### Record set
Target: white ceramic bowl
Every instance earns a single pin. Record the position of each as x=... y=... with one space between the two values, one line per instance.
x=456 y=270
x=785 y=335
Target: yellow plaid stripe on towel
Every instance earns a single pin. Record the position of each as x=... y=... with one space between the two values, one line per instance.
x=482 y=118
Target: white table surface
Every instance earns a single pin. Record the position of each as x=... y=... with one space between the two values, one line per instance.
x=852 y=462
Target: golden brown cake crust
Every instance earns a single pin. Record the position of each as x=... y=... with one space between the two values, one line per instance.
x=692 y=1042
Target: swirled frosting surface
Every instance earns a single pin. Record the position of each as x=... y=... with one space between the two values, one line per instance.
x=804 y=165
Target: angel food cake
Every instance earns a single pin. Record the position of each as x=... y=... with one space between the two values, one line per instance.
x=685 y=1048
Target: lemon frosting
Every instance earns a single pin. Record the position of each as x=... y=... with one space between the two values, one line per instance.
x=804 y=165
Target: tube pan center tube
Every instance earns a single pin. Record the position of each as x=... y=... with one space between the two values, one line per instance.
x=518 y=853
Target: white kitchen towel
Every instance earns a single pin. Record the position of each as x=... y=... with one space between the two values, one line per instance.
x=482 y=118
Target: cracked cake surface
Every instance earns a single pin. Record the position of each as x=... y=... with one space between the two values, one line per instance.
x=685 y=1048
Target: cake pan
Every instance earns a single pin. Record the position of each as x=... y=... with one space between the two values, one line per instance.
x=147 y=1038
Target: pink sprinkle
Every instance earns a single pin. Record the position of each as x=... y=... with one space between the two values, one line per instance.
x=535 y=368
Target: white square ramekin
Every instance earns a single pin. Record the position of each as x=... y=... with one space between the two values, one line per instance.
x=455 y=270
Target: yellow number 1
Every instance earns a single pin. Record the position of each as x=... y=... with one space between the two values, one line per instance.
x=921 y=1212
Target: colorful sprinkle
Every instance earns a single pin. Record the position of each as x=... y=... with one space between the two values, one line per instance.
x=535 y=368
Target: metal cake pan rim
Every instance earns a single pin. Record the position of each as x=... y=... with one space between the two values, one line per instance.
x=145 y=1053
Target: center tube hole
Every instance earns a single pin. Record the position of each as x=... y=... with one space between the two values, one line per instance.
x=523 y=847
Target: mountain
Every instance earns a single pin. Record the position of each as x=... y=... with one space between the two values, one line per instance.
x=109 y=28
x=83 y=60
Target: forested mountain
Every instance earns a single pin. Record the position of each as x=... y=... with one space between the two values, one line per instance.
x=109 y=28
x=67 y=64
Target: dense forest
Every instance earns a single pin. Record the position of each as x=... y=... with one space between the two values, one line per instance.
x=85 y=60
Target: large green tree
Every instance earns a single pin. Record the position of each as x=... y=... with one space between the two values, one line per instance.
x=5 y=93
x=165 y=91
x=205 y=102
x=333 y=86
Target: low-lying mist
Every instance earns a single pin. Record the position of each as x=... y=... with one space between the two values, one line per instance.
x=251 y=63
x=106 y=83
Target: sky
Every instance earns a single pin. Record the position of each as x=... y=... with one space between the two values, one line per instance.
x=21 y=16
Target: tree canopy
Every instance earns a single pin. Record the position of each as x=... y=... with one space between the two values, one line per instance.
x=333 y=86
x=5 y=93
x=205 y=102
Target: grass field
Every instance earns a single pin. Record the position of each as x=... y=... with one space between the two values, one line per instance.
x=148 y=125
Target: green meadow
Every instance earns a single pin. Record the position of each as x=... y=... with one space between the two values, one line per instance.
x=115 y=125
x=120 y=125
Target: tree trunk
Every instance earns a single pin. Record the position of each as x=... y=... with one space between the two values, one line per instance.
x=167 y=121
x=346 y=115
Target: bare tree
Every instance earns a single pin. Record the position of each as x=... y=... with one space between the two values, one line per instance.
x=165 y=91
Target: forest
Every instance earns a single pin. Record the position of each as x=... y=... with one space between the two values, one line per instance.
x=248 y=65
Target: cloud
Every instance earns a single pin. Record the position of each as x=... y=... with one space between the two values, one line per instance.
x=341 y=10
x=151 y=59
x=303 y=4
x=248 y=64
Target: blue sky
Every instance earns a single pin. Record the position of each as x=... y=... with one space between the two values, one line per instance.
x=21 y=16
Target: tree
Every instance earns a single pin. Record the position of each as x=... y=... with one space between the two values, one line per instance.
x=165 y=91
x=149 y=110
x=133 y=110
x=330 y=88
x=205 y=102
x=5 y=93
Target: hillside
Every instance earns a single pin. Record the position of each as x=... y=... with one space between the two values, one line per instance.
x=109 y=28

...

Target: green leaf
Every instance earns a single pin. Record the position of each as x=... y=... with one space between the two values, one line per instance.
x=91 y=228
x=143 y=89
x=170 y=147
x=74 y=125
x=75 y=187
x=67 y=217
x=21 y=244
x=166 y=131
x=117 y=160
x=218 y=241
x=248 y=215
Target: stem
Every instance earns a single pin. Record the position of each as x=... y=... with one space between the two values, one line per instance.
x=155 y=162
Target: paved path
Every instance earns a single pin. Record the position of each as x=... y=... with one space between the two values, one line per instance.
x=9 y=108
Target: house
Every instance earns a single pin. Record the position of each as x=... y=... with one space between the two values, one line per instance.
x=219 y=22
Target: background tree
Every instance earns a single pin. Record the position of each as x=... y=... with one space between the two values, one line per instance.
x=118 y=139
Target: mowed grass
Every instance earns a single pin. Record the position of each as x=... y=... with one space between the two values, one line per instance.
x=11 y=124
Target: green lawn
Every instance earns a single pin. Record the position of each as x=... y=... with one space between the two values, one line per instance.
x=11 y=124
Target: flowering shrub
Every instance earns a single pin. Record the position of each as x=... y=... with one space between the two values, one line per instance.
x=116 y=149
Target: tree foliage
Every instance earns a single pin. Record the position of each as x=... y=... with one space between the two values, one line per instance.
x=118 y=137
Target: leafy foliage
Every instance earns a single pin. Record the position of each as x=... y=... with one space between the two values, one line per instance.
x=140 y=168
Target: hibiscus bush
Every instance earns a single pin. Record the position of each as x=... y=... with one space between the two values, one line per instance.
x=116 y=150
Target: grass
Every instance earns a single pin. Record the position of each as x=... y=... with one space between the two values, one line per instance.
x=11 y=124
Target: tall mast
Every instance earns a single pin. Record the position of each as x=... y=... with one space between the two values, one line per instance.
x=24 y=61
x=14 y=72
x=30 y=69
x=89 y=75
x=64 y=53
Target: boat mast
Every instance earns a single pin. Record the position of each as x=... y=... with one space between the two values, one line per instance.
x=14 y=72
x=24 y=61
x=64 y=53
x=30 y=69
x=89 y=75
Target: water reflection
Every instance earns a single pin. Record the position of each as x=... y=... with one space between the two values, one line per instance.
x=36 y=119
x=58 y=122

### What is needed
Copy the lines word for word, starting at the line that contains "Target: white ceramic bowl" and stopping after the line that contains "x=785 y=335".

### Answer in full
Target: white ceramic bowl
Every instance earns a single pin. Record the position of each as x=... y=... with one space between the two values, one line per instance.
x=456 y=270
x=785 y=335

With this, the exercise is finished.